- Opening Delimiter -

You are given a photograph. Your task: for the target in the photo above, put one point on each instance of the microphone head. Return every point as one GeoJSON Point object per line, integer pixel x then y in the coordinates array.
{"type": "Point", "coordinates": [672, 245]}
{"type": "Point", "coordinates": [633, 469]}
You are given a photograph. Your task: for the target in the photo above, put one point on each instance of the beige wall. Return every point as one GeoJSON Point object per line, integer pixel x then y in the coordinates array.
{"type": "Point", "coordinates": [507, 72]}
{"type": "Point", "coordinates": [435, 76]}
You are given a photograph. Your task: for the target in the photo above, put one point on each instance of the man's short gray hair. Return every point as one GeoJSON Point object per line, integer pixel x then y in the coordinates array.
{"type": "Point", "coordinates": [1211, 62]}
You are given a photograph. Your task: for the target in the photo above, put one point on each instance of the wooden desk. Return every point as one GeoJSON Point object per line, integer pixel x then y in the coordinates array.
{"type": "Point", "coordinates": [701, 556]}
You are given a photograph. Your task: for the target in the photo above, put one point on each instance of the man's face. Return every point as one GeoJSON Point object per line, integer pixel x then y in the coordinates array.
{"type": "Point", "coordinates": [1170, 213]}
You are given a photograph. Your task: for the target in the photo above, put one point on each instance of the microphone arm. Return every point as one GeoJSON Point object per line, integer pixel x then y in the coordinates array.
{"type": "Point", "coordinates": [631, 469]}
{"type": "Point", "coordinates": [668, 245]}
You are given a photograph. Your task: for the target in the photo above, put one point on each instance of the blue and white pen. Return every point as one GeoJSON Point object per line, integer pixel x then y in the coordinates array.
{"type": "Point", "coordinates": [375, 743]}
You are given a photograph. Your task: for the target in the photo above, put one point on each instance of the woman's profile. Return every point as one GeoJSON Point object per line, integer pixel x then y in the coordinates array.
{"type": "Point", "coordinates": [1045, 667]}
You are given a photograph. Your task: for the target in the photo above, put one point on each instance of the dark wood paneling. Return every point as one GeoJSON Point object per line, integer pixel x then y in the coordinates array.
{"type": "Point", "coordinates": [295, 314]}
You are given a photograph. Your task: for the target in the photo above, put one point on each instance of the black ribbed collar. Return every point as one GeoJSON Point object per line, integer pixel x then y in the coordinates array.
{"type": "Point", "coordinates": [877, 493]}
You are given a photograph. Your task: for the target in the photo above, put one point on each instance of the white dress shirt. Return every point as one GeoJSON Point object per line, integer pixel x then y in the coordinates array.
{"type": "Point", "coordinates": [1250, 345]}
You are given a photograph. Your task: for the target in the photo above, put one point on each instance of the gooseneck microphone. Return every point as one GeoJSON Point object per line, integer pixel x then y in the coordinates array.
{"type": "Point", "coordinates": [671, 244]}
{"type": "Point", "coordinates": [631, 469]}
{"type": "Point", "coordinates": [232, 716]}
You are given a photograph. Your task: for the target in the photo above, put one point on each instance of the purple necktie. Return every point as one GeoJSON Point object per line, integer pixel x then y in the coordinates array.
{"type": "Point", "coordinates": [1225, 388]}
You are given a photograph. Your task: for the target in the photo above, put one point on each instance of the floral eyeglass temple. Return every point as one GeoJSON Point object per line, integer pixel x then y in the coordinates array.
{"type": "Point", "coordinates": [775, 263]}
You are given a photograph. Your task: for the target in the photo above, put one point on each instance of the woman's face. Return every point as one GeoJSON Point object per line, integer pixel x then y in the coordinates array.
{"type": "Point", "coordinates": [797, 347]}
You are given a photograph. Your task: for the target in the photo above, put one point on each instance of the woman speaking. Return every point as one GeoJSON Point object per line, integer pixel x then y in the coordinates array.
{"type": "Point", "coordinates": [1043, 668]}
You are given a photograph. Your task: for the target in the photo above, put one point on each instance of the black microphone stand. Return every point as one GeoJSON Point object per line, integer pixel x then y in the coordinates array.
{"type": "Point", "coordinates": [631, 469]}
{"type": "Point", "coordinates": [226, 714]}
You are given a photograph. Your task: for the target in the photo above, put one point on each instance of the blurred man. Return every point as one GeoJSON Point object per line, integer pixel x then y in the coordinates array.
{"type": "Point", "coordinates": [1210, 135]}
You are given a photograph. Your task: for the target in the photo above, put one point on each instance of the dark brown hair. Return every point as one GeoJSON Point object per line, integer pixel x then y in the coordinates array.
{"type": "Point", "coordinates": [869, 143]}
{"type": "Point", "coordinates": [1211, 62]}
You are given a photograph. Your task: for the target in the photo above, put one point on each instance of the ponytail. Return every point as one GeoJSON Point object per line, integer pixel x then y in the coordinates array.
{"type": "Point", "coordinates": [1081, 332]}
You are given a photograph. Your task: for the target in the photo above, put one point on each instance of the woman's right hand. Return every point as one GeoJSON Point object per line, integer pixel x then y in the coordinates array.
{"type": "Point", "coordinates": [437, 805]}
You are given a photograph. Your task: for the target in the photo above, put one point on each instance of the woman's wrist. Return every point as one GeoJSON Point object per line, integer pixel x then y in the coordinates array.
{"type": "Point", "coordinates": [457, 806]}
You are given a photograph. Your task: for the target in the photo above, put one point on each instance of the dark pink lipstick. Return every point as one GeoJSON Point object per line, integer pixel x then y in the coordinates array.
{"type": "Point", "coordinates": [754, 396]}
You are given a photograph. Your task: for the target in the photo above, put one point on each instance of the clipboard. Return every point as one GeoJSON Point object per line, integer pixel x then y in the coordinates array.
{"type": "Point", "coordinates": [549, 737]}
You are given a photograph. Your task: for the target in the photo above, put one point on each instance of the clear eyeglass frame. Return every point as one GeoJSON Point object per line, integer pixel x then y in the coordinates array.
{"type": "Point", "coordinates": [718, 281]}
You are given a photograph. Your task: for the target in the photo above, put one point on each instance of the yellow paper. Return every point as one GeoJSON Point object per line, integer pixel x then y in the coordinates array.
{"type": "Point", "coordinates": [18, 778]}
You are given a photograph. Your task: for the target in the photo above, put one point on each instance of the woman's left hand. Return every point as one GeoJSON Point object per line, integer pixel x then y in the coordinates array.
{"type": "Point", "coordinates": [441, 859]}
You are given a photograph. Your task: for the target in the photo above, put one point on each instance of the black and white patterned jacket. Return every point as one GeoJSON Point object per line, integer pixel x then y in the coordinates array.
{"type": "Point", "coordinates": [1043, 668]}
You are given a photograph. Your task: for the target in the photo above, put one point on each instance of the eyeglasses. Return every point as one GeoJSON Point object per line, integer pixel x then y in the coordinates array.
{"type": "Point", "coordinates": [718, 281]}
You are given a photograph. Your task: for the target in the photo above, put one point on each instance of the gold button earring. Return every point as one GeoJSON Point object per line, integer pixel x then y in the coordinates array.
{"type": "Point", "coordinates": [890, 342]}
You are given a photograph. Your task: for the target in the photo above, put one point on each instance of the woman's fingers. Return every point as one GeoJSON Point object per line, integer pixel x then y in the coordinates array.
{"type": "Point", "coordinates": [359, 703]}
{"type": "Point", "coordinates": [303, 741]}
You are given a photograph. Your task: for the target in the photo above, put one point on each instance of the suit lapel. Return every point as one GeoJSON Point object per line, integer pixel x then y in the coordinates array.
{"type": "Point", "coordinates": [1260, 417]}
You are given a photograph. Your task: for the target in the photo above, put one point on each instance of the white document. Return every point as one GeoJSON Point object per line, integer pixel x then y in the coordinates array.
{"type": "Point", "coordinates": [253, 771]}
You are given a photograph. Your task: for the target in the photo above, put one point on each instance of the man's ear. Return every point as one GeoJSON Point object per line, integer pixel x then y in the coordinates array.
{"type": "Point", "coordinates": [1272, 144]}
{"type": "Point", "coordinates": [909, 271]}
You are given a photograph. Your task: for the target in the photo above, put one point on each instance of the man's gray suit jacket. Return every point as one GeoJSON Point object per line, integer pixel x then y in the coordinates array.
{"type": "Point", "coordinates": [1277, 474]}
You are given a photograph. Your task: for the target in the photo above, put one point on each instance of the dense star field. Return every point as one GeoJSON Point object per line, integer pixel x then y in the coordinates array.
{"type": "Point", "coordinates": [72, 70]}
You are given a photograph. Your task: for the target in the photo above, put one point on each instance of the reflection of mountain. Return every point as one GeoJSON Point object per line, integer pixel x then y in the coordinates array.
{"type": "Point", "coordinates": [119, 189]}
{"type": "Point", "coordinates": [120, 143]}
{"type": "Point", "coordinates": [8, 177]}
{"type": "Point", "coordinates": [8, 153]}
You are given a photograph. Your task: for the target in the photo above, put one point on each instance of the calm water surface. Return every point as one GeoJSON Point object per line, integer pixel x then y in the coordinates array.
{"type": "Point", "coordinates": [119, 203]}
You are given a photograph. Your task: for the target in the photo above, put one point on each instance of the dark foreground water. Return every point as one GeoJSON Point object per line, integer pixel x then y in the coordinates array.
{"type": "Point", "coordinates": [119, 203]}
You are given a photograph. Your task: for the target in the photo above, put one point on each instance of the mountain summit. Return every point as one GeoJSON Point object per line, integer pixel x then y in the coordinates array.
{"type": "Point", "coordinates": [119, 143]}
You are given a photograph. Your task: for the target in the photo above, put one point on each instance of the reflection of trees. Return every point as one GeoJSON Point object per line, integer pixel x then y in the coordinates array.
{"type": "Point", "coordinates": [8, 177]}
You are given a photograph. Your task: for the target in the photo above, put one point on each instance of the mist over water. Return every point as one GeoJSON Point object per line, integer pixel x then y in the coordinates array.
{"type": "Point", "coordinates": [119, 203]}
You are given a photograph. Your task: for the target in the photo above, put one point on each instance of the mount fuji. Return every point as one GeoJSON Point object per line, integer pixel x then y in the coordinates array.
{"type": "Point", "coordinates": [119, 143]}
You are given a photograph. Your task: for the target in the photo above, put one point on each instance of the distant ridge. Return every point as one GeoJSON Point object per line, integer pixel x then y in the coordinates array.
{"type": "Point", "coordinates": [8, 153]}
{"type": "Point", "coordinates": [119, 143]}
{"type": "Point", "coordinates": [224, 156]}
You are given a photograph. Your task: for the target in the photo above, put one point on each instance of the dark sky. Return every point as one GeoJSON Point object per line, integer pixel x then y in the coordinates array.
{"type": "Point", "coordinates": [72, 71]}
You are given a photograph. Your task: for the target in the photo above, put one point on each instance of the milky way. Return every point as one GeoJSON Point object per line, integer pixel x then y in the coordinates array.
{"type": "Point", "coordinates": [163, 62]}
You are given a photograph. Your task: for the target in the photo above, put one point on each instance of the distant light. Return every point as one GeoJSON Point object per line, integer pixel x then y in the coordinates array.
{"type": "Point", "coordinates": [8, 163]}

- Closing Delimiter -

» **PROBLEM REQUIREMENTS**:
Reproduce, exactly and with nothing added, the lines from the one that includes "the distant light." through the last line of the material.

» **OUTPUT OF THE EXERCISE**:
You are given a photograph. Your task: for the target in the photo above, put one point on each instance of the distant light. Return every point as one GeoJSON Point object per line, integer pixel x then y in the coordinates array.
{"type": "Point", "coordinates": [8, 163]}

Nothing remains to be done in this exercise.